* START *
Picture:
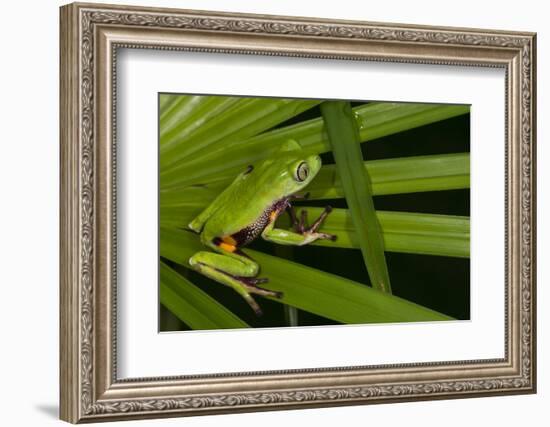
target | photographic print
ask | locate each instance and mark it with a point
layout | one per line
(278, 212)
* END *
**What needs to be done**
Edit the records above by putting "framed photograph" wherever "photographic print" appears, keeping everything else unchanged. Leave the pictures out of your answer.

**Full answer**
Picture:
target | framed photograph
ask | locate each instance and mark it with a point
layout | one per line
(278, 212)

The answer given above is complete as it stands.